### [EXERCISE DIRECTIONS]
Copy out the material below verbatim, keeping every line unchanged.

### [EXERCISE INPUTS]
###

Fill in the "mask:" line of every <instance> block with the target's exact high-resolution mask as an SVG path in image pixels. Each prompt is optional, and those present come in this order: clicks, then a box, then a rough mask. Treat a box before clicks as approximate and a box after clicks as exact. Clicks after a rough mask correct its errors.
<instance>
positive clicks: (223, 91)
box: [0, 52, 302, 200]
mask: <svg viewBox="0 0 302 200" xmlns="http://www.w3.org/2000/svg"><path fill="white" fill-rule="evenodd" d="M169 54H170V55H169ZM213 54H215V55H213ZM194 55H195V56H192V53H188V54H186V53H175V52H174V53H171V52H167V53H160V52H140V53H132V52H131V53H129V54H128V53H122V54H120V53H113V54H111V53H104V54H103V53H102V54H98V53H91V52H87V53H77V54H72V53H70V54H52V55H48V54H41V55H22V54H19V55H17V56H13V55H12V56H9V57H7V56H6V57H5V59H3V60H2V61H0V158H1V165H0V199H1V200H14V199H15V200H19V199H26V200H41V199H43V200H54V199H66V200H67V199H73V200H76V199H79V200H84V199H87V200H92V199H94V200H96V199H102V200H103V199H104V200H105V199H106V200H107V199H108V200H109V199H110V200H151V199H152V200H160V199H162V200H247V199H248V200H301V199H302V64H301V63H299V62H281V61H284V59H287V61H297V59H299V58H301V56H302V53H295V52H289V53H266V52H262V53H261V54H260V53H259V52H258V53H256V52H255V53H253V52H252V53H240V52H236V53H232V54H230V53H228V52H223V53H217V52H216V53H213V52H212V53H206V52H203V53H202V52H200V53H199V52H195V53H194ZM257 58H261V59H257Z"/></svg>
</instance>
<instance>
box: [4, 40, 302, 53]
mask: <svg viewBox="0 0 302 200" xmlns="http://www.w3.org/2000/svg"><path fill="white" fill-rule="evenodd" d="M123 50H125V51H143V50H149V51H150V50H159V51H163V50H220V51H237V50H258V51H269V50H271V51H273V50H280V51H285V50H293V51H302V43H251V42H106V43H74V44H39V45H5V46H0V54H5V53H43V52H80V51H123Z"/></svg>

###

### [RESULT]
Fill in the "mask:" line of every <instance> block with the target's exact high-resolution mask as an SVG path in image pixels. Each prompt is optional, and those present come in this order: clicks, then a box, then a rough mask. Treat a box before clicks as approximate and a box after clicks as exact. Clicks after a rough mask correct its errors.
<instance>
positive clicks: (223, 91)
box: [0, 52, 302, 200]
mask: <svg viewBox="0 0 302 200" xmlns="http://www.w3.org/2000/svg"><path fill="white" fill-rule="evenodd" d="M169 54H170V55H169ZM213 54H215V55H213ZM194 55H195V56H192V53H188V54H186V53H175V52H174V53H171V52H167V53H160V52H140V53H132V52H131V53H129V54H128V53H122V54H120V53H113V54H111V53H104V54H103V53H102V54H98V53H91V52H87V53H77V54H72V53H70V54H52V55H48V54H41V55H22V54H19V55H17V56H13V55H12V56H9V57H7V56H6V57H5V59H3V60H2V61H0V158H1V165H0V199H1V200H14V199H15V200H19V199H26V200H41V199H43V200H54V199H66V200H67V199H73V200H76V199H79V200H84V199H87V200H92V199H94V200H96V199H102V200H103V199H104V200H105V199H106V200H107V199H108V200H109V199H110V200H151V199H152V200H160V199H162V200H247V199H248V200H301V199H302V64H301V63H299V62H281V61H284V59H287V61H297V59H299V58H301V56H302V53H295V52H289V53H266V52H262V53H261V54H260V53H259V52H258V53H256V52H255V53H253V52H252V53H240V52H236V53H232V54H230V53H228V52H223V53H217V52H216V53H213V52H212V53H206V52H203V53H202V52H200V53H199V52H195V53H194ZM257 58H261V59H257Z"/></svg>
</instance>
<instance>
box: [4, 40, 302, 53]
mask: <svg viewBox="0 0 302 200" xmlns="http://www.w3.org/2000/svg"><path fill="white" fill-rule="evenodd" d="M123 50H125V51H143V50H149V51H150V50H159V51H163V50H220V51H237V50H258V51H269V50H271V51H273V50H280V51H285V50H293V51H302V43H251V42H106V43H74V44H39V45H5V46H0V54H5V53H43V52H80V51H123Z"/></svg>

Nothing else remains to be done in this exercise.